**DATA FOR REVIEW:**
..........

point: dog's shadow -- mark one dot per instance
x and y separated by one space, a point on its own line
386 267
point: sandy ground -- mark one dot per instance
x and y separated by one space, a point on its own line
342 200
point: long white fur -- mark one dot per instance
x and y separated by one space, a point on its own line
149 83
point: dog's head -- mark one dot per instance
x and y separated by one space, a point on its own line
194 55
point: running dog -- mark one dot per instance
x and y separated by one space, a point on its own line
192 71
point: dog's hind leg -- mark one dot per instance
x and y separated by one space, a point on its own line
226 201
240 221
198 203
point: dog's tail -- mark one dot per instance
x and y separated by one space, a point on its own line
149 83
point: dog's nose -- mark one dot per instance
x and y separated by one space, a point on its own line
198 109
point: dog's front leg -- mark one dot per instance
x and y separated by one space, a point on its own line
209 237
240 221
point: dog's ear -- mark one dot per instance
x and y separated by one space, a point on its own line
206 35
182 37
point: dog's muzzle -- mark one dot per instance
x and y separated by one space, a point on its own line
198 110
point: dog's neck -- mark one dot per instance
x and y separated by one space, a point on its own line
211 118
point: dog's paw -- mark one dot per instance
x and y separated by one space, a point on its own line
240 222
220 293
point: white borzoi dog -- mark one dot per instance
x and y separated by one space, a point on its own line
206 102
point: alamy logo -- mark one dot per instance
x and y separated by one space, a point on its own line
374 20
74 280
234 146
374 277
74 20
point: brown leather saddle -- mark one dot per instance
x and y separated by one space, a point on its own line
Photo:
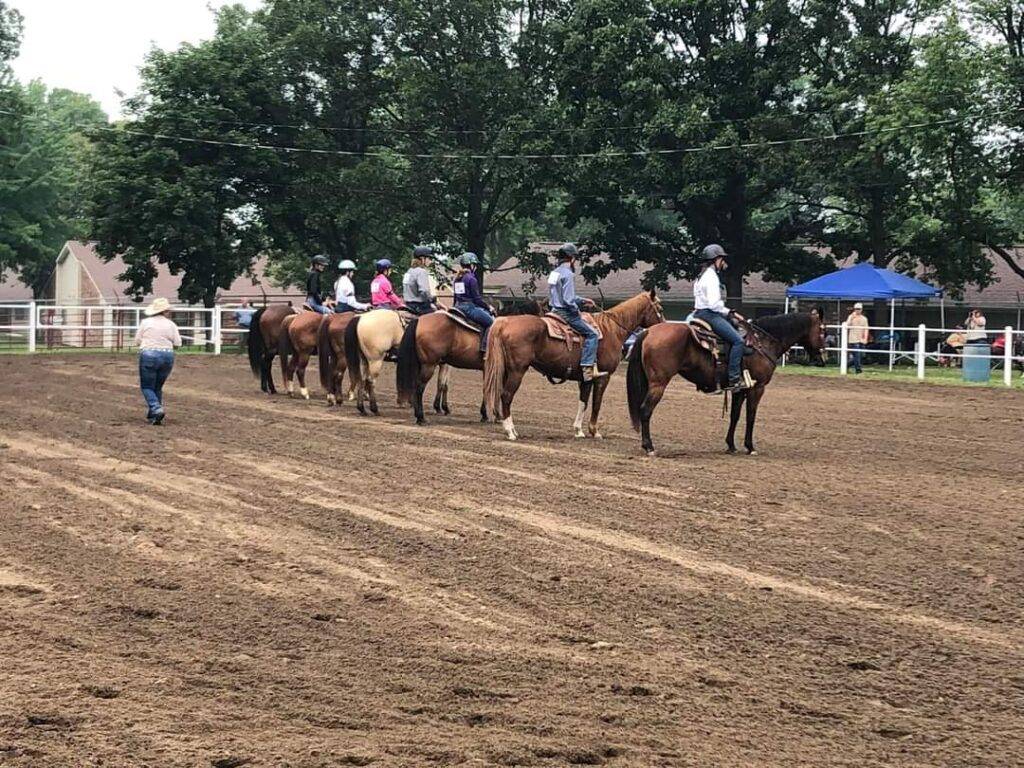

..........

**TO DO:** The whole listing, pictures excluded, should be output exactly.

**SOLUTION FOR THIS TASK:**
point: dog's shadow -- mark one dot per instance
x and y separated by one space, a point on its own line
386 267
point: sandy ground -- mark one dot per instance
x and y separated by one space, a point on its own line
342 200
point: long white fur -- mark one dot per instance
x and y separated by one space, a point on its own line
149 83
point: dog's head -- mark one dot per instance
x and y separated by one space, a point on its own line
194 55
point: running dog -- mark one dot per instance
x and y separated by one space, a point on its own line
192 71
point: dog's hind leg -- mark one dot per instance
x and y separated by one space, a point on its own line
226 201
240 221
198 203
point: dog's tail -- mark one dot per instance
x and y separated by one space, a point on its own line
149 83
point: dog's nose -- mark one dot per instance
x and y separated by one space, a point on its own line
198 109
point: dog's front leg -- mark one dot per instance
x and y separated by one space, a point on its own line
209 237
240 221
point: dog's ear -- mark one dot per instance
x and y separated by one space, a point on its own line
206 35
182 37
point: dog's muzzle -- mark one dot per instance
x and y separated by one space, a point on its own line
198 110
point: dog's neck -- mark one dot per instance
x and y separated by one space, a point on its own line
211 118
point: dog's paw -- mark one dot per instance
x and y separated by one space, a point on its own line
240 222
220 293
point: white borzoi dog -- mark one dot per instance
x and y separated by one space, a point on its own line
206 102
point: alamy logo -- mark one dot per instance
x and y separated by one space, a point on its own line
374 20
74 280
234 146
374 277
74 20
point: brown leather saddle -- mark one dot per instance
x and y separated by one space, a point on its own line
Photo:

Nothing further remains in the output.